_PAGE EXCERPT:_
>> Begin

Thursday, July 30, 2009

A Bureaucrat's Aside Re: Beer

Is it just me, or do both a Cambridge police officer and a Harvard professor have better taste in beer than the President of the United States?

Couldn't Ambassador Rooney hook the guy up with some Iron City* or something? I mean, they have cases of it just lying around in Lawrenceville.

*Not that I'm insinuating that Iron City is "good beer".

A Bureaucrat's Aside Re: Baseball

Is there anyone left on the Pirates' roster to trade, or are we going to be trading the peanut vendors next?

A Bureaucrat's Observation Re: G-20 Protesting

Pittsburgh sure has a lot of high points from which one could surreptitiously hang a giant banner, visible to the entire city.

$10 says that come late September there's a big sign on Mt. Washington that advocates the freeing of Tibet, or something.

Tuesday, July 28, 2009

Sarah Palin: Beat Poet

"What an Absolutely Beautiful Day it Is"
by Sarah Palin

It is always great to be in
Fairbanks, the rugged.

>> End

_MATERIAL SUPPLIED:_
>> Begin

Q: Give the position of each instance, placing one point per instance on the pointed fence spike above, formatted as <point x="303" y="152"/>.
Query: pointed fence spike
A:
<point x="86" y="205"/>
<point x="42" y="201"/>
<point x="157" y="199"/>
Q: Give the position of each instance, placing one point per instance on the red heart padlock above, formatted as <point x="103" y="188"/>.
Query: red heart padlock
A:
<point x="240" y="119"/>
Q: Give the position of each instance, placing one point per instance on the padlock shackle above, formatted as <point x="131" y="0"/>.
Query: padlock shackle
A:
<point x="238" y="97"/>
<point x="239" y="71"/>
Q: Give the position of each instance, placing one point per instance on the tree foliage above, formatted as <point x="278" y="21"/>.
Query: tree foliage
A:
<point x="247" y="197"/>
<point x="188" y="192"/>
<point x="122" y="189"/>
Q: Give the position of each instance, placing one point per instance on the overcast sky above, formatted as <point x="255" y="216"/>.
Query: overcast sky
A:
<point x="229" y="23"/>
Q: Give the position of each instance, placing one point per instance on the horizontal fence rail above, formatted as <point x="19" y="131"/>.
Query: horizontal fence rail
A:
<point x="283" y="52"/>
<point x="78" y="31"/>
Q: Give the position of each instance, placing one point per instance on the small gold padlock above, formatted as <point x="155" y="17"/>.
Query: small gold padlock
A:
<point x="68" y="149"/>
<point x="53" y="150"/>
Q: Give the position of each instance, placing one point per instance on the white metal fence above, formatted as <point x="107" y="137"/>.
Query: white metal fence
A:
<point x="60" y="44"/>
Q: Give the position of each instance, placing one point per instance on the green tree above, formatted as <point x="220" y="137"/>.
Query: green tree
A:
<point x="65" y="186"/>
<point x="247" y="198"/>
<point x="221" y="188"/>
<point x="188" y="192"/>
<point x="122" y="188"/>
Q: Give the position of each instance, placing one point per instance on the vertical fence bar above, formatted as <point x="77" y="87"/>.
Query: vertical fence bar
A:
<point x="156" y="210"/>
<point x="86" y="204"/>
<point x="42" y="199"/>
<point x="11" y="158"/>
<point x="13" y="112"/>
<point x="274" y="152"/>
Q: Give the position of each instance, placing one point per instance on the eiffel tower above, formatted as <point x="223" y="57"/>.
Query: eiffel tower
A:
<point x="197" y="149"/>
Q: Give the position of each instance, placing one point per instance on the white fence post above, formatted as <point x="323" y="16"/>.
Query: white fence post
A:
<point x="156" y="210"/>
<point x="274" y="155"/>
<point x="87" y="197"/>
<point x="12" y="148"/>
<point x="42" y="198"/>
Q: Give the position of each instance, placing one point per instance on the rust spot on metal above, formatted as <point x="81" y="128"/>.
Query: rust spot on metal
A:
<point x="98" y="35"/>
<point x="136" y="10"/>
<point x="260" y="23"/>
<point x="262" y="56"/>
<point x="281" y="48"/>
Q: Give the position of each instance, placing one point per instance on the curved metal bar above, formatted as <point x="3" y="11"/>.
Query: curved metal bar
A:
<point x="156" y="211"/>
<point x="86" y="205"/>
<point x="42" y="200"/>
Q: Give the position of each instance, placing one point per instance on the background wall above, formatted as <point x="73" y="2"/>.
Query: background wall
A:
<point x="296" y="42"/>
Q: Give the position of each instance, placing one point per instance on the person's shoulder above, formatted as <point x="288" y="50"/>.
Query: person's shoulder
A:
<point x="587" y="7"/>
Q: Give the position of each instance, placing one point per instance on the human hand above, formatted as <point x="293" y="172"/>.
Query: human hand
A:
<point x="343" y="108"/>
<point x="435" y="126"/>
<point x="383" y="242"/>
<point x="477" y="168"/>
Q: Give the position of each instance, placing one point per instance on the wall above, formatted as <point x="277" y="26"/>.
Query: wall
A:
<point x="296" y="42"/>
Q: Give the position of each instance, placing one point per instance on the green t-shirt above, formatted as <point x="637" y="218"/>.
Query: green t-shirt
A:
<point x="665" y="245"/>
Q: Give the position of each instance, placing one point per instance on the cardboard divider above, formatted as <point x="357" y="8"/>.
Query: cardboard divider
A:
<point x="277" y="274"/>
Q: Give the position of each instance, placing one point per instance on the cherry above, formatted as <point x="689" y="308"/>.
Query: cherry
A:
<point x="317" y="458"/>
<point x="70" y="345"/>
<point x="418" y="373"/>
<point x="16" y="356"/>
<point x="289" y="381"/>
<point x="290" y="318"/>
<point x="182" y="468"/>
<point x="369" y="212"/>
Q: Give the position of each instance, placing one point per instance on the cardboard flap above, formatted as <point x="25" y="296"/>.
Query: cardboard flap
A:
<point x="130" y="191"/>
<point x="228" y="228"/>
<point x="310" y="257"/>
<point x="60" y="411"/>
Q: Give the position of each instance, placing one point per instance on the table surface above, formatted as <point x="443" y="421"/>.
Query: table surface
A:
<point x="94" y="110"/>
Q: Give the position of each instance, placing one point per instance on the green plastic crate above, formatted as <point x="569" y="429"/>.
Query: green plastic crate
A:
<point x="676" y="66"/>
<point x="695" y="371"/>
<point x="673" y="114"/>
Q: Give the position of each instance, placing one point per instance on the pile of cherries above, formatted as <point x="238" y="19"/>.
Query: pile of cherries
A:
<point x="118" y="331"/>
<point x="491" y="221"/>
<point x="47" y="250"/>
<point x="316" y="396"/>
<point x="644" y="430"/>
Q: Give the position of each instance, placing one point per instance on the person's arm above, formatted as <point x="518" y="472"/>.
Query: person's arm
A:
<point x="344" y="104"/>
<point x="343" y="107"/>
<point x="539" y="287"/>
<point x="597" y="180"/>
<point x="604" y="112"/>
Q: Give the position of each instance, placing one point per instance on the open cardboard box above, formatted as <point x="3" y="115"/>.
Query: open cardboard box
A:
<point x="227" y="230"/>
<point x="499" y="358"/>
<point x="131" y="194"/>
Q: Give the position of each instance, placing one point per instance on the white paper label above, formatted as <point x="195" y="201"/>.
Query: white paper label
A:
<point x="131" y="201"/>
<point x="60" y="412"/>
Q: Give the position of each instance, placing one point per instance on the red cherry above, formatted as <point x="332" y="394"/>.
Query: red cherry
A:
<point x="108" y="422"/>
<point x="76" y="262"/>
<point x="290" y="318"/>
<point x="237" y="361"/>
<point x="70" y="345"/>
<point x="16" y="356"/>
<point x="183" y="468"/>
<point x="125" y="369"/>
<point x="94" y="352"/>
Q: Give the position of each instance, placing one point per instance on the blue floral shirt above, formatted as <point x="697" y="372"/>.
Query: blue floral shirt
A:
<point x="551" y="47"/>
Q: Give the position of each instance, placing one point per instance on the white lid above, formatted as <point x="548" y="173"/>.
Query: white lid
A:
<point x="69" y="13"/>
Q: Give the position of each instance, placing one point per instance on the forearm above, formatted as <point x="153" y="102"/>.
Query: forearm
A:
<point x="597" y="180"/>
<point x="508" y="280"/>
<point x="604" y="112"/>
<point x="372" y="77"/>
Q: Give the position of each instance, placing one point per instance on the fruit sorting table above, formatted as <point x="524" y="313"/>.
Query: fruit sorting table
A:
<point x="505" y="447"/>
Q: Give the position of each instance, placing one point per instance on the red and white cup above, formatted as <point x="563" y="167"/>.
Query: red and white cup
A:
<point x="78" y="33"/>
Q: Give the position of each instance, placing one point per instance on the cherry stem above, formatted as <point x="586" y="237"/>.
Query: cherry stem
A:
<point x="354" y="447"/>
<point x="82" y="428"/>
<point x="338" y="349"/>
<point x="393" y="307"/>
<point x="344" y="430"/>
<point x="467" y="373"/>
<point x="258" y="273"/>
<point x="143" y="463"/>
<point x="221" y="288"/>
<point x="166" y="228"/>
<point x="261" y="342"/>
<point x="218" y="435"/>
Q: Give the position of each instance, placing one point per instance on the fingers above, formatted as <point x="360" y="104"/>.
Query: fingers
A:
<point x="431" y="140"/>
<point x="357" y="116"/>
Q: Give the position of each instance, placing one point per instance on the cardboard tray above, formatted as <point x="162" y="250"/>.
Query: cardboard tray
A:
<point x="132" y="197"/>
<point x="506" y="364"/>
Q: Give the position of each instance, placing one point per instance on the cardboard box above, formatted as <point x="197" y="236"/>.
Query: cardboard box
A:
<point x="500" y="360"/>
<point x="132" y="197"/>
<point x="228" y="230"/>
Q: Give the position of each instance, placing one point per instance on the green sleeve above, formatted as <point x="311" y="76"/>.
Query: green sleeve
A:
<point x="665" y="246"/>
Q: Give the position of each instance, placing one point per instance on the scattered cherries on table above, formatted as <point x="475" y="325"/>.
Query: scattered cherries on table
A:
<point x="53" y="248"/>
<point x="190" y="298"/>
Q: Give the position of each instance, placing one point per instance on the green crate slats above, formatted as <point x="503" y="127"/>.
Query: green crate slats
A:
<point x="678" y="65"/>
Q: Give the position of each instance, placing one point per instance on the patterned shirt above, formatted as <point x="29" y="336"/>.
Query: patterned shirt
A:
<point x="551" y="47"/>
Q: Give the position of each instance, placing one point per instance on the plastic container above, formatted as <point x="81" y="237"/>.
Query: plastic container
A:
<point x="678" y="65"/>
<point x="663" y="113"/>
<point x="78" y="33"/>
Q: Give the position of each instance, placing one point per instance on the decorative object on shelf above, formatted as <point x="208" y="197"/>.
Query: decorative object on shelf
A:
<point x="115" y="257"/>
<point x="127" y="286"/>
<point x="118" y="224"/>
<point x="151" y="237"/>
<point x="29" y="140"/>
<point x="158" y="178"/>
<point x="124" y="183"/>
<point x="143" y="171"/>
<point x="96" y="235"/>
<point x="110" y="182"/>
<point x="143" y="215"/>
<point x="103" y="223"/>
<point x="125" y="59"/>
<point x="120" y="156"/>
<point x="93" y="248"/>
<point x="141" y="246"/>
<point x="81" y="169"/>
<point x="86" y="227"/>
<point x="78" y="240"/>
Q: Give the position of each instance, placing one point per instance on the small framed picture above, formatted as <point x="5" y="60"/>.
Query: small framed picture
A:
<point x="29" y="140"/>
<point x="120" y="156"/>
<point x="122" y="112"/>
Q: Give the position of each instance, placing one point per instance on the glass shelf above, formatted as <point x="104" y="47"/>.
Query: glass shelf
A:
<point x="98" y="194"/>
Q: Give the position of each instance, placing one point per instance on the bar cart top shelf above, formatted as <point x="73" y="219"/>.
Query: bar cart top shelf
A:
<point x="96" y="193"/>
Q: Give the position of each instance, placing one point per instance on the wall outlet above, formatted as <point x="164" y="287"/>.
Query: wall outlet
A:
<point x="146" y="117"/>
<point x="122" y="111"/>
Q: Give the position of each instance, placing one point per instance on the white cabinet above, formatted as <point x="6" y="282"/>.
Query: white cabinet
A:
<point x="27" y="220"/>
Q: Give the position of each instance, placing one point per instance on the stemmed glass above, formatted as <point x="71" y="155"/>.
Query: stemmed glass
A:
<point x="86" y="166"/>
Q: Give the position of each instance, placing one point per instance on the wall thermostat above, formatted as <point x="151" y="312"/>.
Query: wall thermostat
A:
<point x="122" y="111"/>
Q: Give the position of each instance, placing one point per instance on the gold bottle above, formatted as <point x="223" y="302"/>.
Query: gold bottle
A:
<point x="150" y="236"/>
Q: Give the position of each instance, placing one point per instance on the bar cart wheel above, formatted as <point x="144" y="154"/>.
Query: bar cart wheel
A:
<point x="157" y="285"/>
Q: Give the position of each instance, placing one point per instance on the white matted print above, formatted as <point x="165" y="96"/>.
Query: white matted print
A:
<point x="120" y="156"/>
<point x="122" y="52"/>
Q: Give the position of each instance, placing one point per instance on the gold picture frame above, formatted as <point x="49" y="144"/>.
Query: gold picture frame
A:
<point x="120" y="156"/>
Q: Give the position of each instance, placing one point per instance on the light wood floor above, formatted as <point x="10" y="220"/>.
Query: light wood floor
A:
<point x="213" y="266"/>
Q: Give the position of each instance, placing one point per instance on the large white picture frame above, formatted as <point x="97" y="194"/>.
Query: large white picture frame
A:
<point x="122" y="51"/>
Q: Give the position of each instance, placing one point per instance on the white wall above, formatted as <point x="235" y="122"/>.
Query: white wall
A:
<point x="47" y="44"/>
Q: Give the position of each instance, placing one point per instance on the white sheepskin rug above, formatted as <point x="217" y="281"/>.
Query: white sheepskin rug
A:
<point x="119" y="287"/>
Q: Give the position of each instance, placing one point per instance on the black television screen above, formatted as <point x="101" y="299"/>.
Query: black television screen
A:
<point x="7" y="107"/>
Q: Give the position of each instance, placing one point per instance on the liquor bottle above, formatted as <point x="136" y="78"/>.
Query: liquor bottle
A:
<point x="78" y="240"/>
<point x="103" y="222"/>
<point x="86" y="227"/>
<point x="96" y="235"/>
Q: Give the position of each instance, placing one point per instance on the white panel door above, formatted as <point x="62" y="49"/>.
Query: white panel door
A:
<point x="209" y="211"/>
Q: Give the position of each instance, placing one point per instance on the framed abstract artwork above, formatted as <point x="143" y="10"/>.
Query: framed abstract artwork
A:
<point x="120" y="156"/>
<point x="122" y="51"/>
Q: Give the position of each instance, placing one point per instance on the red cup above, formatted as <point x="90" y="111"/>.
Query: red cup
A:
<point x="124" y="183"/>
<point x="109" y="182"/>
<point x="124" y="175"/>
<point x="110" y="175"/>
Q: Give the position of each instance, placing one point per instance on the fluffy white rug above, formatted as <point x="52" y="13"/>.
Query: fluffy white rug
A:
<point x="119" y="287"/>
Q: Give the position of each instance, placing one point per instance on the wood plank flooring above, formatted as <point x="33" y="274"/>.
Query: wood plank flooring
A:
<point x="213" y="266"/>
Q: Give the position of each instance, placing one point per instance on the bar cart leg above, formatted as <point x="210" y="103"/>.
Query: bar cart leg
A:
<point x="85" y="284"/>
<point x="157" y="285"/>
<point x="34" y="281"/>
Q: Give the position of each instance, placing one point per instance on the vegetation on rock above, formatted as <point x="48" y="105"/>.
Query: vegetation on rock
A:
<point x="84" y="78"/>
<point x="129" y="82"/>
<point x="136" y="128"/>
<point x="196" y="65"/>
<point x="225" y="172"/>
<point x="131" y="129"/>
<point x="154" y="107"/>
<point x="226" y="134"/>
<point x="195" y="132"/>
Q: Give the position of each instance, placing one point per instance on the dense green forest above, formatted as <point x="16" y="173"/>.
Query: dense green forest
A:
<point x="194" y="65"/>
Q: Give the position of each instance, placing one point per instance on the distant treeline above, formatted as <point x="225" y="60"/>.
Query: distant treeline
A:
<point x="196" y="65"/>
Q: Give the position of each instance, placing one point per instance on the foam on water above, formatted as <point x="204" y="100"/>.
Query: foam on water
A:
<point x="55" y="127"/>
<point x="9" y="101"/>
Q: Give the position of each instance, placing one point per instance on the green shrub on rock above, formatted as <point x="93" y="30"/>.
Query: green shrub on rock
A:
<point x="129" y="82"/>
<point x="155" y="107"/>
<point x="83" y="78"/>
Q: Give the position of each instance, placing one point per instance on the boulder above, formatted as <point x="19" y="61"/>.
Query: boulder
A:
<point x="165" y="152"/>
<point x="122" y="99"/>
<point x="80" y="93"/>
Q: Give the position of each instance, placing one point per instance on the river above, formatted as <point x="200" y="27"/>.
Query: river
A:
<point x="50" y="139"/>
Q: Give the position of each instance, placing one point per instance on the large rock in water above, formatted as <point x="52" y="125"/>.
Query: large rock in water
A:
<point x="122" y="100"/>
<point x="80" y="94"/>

>> End

_WHAT THE TASK REQUIRES:_
Write out the part of the blog post between "Pittsburgh sure has" and "Fairbanks, the rugged.", inclusive, word for word. This data comes from a different source than the blog post.

_RESULT OF THE TASK:_
Pittsburgh sure has a lot of high points from which one could surreptitiously hang a giant banner, visible to the entire city.

$10 says that come late September there's a big sign on Mt. Washington that advocates the freeing of Tibet, or something.

Tuesday, July 28, 2009

Sarah Palin: Beat Poet

"What an Absolutely Beautiful Day it Is"
by Sarah Palin

It is always great to be in
Fairbanks, the rugged.